* BEGIN ITEMS *

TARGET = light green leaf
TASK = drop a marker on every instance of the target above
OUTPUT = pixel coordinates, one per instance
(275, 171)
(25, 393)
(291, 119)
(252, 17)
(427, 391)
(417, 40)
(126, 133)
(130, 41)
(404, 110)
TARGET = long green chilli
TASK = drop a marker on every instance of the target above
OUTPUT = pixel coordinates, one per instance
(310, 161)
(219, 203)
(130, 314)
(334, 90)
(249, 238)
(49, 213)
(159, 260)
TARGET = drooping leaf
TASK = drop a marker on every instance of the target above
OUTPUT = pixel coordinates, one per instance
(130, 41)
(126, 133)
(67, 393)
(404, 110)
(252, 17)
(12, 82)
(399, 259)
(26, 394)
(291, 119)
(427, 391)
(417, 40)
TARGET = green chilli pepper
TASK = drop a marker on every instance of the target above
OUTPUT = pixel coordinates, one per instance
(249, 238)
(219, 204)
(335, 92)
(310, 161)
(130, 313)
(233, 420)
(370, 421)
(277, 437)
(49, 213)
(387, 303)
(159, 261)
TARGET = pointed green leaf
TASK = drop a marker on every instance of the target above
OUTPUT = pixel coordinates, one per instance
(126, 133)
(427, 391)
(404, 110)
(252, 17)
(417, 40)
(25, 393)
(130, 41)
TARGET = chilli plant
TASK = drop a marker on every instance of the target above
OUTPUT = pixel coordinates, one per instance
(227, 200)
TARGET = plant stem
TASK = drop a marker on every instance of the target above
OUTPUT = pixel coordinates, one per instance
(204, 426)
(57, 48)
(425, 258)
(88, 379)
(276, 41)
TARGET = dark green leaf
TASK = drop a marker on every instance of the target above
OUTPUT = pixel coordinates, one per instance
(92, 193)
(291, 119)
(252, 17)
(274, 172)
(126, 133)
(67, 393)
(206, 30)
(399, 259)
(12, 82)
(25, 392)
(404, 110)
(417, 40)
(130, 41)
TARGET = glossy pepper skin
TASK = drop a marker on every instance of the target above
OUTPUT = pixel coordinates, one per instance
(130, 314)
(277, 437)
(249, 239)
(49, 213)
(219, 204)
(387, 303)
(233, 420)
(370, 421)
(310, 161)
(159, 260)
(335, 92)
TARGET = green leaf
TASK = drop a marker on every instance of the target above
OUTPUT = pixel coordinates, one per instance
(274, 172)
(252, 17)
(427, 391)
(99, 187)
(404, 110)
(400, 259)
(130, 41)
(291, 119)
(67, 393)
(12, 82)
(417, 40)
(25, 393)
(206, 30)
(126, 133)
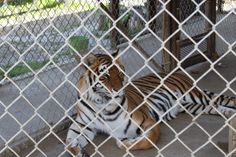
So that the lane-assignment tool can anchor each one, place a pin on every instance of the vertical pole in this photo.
(166, 32)
(115, 13)
(169, 27)
(220, 6)
(211, 14)
(152, 11)
(232, 137)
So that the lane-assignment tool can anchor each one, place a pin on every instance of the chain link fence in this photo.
(43, 43)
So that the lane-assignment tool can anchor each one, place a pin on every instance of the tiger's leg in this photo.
(77, 141)
(206, 109)
(142, 140)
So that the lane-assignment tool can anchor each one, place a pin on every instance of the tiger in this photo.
(131, 111)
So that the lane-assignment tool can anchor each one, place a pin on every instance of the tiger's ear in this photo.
(90, 59)
(116, 53)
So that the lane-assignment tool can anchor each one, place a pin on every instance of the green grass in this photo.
(21, 69)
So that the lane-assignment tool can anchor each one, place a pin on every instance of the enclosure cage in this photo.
(43, 45)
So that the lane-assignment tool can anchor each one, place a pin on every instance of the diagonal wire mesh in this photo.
(43, 45)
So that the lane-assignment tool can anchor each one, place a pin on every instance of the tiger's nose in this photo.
(94, 89)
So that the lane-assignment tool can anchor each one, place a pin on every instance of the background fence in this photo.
(42, 43)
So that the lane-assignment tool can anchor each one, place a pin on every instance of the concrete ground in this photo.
(35, 105)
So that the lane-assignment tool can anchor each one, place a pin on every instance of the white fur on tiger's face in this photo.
(103, 79)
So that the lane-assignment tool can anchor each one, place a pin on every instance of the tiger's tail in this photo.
(211, 103)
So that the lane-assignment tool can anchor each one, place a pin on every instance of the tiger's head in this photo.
(103, 78)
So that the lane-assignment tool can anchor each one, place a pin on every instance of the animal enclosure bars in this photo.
(44, 45)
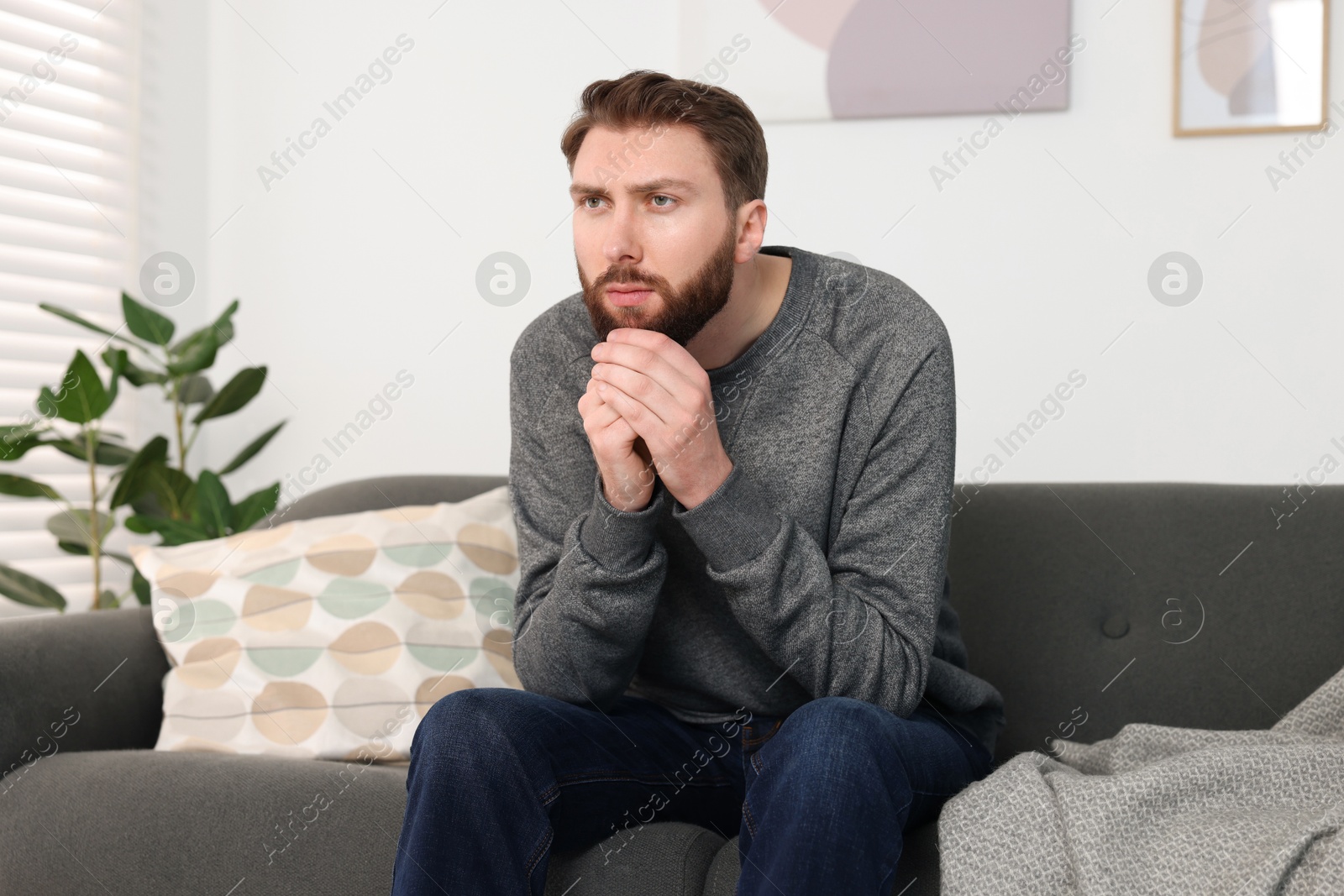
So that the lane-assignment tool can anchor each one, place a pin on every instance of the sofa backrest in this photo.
(1095, 605)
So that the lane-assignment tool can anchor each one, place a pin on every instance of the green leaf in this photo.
(140, 584)
(139, 376)
(222, 329)
(17, 441)
(195, 390)
(198, 356)
(74, 318)
(104, 453)
(255, 506)
(234, 396)
(82, 396)
(118, 362)
(172, 531)
(24, 488)
(172, 490)
(213, 508)
(76, 527)
(29, 590)
(145, 322)
(132, 484)
(248, 453)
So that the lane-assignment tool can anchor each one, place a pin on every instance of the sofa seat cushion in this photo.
(144, 821)
(660, 859)
(161, 824)
(917, 872)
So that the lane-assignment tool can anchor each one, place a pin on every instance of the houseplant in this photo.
(154, 481)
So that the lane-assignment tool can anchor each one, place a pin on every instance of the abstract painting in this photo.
(1247, 66)
(810, 60)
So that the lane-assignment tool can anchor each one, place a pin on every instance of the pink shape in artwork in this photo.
(817, 22)
(948, 56)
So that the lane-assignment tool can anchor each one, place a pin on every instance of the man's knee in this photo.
(840, 734)
(470, 719)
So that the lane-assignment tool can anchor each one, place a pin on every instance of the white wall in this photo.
(1037, 255)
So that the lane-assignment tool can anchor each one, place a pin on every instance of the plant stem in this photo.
(94, 537)
(178, 417)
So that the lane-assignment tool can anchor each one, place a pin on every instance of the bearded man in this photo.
(732, 472)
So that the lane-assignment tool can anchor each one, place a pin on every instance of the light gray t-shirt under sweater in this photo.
(819, 566)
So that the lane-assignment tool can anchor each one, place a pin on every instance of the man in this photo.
(732, 472)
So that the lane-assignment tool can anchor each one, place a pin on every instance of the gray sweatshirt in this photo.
(819, 566)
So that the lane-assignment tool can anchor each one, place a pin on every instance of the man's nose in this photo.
(622, 239)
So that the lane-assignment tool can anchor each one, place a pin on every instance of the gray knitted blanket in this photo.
(1162, 810)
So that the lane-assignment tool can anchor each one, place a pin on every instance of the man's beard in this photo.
(685, 311)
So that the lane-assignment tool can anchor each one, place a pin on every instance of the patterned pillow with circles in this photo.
(329, 638)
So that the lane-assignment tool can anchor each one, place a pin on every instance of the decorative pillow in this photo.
(329, 638)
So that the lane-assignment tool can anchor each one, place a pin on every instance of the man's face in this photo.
(654, 241)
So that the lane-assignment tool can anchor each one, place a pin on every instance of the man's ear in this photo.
(750, 221)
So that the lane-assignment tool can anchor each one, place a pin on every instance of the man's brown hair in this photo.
(655, 101)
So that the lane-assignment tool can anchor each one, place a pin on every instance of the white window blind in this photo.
(69, 98)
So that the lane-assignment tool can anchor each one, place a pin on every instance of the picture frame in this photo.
(1250, 66)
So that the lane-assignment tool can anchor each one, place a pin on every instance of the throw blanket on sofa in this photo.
(1162, 810)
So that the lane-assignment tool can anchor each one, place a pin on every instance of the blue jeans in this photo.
(501, 778)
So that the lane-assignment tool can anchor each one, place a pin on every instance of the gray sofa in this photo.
(1088, 605)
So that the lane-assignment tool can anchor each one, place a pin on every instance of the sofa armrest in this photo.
(78, 681)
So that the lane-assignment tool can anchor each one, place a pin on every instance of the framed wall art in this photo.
(1250, 66)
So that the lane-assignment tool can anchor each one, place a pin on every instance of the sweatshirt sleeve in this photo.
(859, 620)
(589, 574)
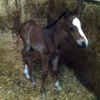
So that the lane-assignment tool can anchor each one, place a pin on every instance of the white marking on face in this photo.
(57, 85)
(26, 71)
(43, 95)
(76, 22)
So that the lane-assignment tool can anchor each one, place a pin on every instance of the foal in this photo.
(48, 41)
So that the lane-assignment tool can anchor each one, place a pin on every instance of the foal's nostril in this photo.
(83, 44)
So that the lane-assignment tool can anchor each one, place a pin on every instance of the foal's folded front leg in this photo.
(28, 67)
(55, 72)
(45, 69)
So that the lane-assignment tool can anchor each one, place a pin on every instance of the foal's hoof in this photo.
(43, 95)
(59, 88)
(34, 85)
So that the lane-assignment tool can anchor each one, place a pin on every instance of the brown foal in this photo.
(48, 41)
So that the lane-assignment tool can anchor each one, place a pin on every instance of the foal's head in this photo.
(74, 25)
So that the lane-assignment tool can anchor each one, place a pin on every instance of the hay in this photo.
(14, 86)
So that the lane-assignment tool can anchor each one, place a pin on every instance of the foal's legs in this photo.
(27, 63)
(45, 69)
(55, 72)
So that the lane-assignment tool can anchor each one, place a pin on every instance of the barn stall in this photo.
(80, 82)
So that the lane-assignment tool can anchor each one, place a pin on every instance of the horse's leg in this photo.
(45, 69)
(55, 72)
(27, 63)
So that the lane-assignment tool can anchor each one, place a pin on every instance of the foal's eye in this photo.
(71, 28)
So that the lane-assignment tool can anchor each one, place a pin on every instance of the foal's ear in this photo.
(76, 11)
(67, 11)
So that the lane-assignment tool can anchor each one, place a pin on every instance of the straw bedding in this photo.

* END ITEMS *

**TO BE DONE**: Please leave out the pictures while you copy exactly the lines from the one containing "armrest in this photo." through the end of the records.

**TASK RESPONSE**:
So that the lane-assignment tool can anchor each one, place a pin on every instance of the sofa armrest in this photo.
(78, 681)
So that the lane-assignment tool can anchor each one, place a pin on every instance of the framed wall art in this photo.
(1250, 66)
So that the lane-assignment tool can anchor each one, place a pin on every instance of the sweatshirt sleeve in this photo.
(859, 620)
(589, 574)
So that the lane-assignment tool can anchor each one, place a pin on every instance of the white marking on face in this photo.
(57, 85)
(26, 71)
(43, 95)
(76, 22)
So that the lane-assignment tool can anchor each one, place a pin on every instance of the foal in this photo.
(48, 41)
So that the lane-assignment tool can anchor each one, place a pin on every instance of the foal's nostril in this photo.
(83, 44)
So that the lane-assignment tool can anchor each one, place a pin on every instance of the foal's folded front leg in this photo.
(28, 67)
(55, 72)
(45, 69)
So that the lane-assignment tool can anchor each one, place a pin on every instance of the foal's hoof in this photo.
(43, 95)
(59, 88)
(34, 85)
So that the lane-assignment tool can anchor each one, place a pin on every instance of the brown foal in this photo.
(48, 41)
So that the lane-assignment tool can anchor each one, place a pin on every instance of the foal's head in this photo.
(74, 25)
So that the lane-assignment tool can anchor each one, place a pin on every instance of the hay in this photo.
(14, 86)
So that the lane-assignment tool can anchor each one, place a pin on every instance of the foal's legs in this photo.
(27, 63)
(45, 69)
(55, 72)
So that the lane-assignment tool can anchor each one, place a pin on every instance of the barn stall in this photo.
(80, 82)
So that the lane-assignment tool can anchor each one, place a pin on every instance of the horse's leg in this photo.
(45, 69)
(55, 72)
(27, 63)
So that the lane-assignment tool can anchor each one, place a pin on every instance of the foal's eye in this photo.
(71, 28)
So that the lane-assignment tool can anchor each one, place a pin on every instance of the foal's ear in this photo.
(76, 11)
(67, 11)
So that the lane-assignment tool can anchor each one, place a pin on every instance of the straw bedding in this photo.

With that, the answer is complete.